Exercise goal: Copy out every one of the records below word for word, but leave out the pictures.

Provided data:
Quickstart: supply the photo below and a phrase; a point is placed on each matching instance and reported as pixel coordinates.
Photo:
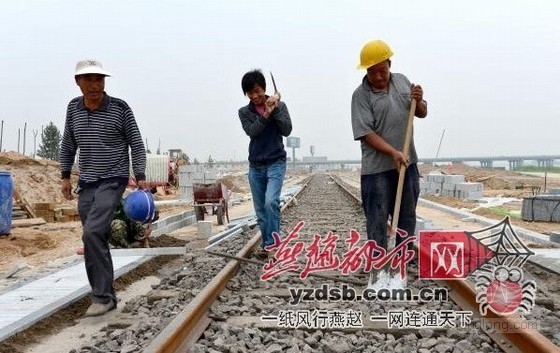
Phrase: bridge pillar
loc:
(545, 163)
(515, 163)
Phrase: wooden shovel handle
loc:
(402, 169)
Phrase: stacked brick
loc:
(541, 208)
(51, 212)
(452, 186)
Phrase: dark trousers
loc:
(96, 205)
(378, 200)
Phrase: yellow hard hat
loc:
(373, 53)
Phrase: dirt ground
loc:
(39, 181)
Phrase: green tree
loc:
(50, 142)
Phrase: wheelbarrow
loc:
(210, 199)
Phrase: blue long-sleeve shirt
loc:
(266, 143)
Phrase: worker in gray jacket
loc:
(265, 120)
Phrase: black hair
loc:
(252, 78)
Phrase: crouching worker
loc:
(132, 222)
(126, 233)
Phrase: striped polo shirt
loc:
(102, 138)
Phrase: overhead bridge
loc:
(485, 161)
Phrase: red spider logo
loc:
(504, 290)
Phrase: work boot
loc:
(261, 254)
(381, 281)
(97, 309)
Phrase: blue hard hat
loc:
(139, 206)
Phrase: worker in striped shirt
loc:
(103, 129)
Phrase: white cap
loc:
(89, 66)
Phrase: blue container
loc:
(6, 194)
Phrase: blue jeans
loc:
(378, 200)
(266, 183)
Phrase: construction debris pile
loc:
(545, 207)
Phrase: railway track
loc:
(216, 300)
(244, 309)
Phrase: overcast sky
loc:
(490, 69)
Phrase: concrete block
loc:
(204, 228)
(454, 179)
(449, 186)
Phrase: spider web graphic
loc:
(504, 242)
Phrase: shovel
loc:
(392, 232)
(395, 218)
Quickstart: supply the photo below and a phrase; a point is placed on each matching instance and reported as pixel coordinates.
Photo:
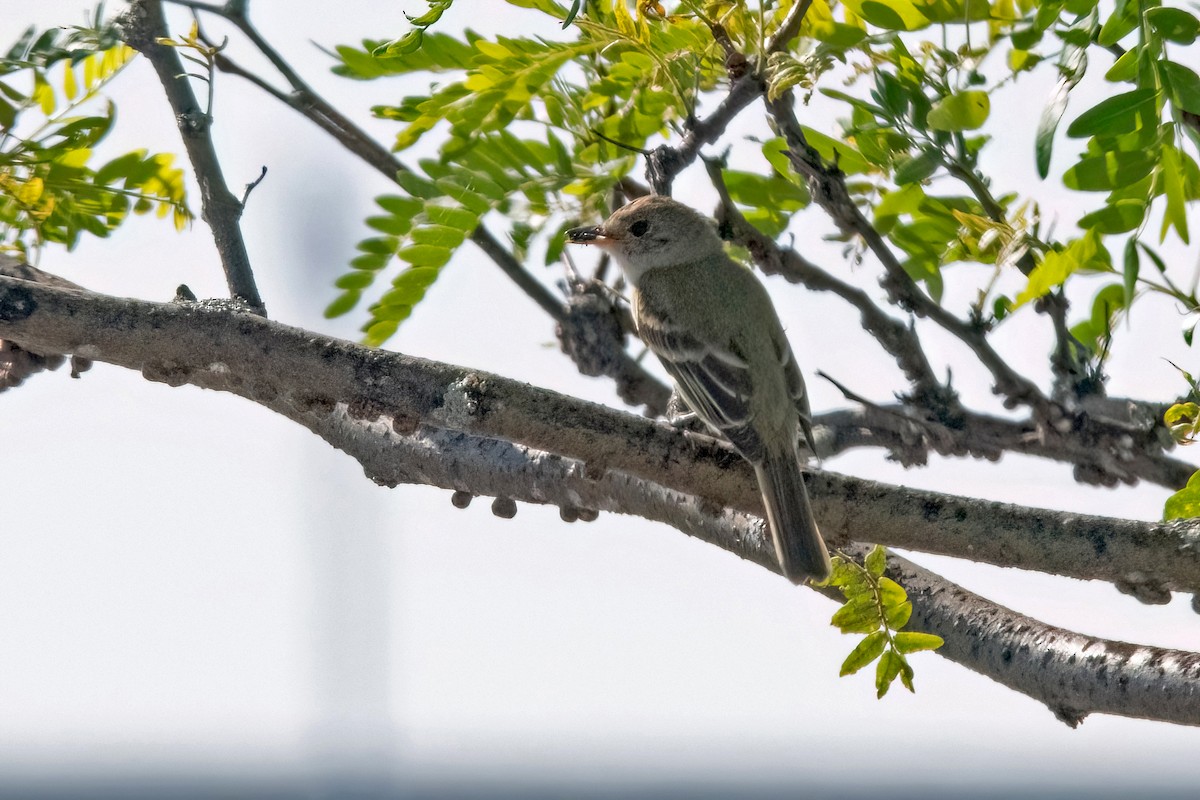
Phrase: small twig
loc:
(829, 192)
(635, 385)
(142, 25)
(252, 185)
(898, 340)
(791, 26)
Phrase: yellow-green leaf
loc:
(913, 641)
(867, 651)
(1185, 503)
(965, 110)
(1176, 214)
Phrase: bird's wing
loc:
(796, 386)
(713, 379)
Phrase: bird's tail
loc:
(798, 545)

Answer:
Quickstart: supply the photo below and a phrase; a point is placed on each matching instance and reported as pixel coordinates.
Photo:
Phrase: bridge pillar
loc:
(545, 163)
(515, 163)
Phrase: wooden shovel handle
loc:
(402, 169)
Phrase: stacked brick
loc:
(541, 208)
(51, 212)
(452, 186)
Phrase: dark trousers
loc:
(96, 205)
(378, 200)
Phrase: yellow hard hat
loc:
(373, 53)
Phrase: dirt ground
loc:
(39, 181)
Phrase: green tree
loc:
(50, 142)
Phrase: wheelbarrow
loc:
(210, 199)
Phrase: blue long-sleeve shirt
loc:
(266, 143)
Phrase: worker in gray jacket
loc:
(265, 120)
Phrase: black hair
loc:
(252, 78)
Phrase: crouching worker
loc:
(132, 222)
(126, 233)
Phrase: striped polo shirt
loc:
(102, 138)
Phrase: overhead bridge
loc:
(485, 161)
Phrase: red spider logo
loc:
(504, 290)
Phrase: work boot
loc:
(261, 254)
(381, 281)
(97, 309)
Phrase: blue hard hat
loc:
(139, 206)
Phrase: worker in striped shirt
loc:
(103, 129)
Phrase: white cap
loc:
(89, 66)
Phrase: blue container
loc:
(6, 194)
Phrase: blue jeans
loc:
(378, 200)
(266, 183)
Phrase: construction debris pile
loc:
(545, 207)
Phrase: railway track
loc:
(216, 300)
(244, 309)
Phrase: overcast sky
loc:
(490, 69)
Phrase: concrete block
loc:
(204, 228)
(454, 179)
(449, 186)
Phrase: spider web graphic
loc:
(504, 242)
Phrase: shovel
loc:
(392, 232)
(395, 218)
Quickstart: supply the photo below and a phrase; a point is placed on each matching instance and reported as pixel coordinates.
Photo:
Phrase: small twig
loc:
(829, 192)
(635, 385)
(142, 25)
(252, 185)
(898, 340)
(791, 26)
Phrase: yellow-green leaf
loc:
(913, 641)
(867, 651)
(1185, 503)
(965, 110)
(1176, 214)
Phrase: bird's wing
loc:
(796, 386)
(713, 379)
Phrase: bird's tail
loc:
(798, 545)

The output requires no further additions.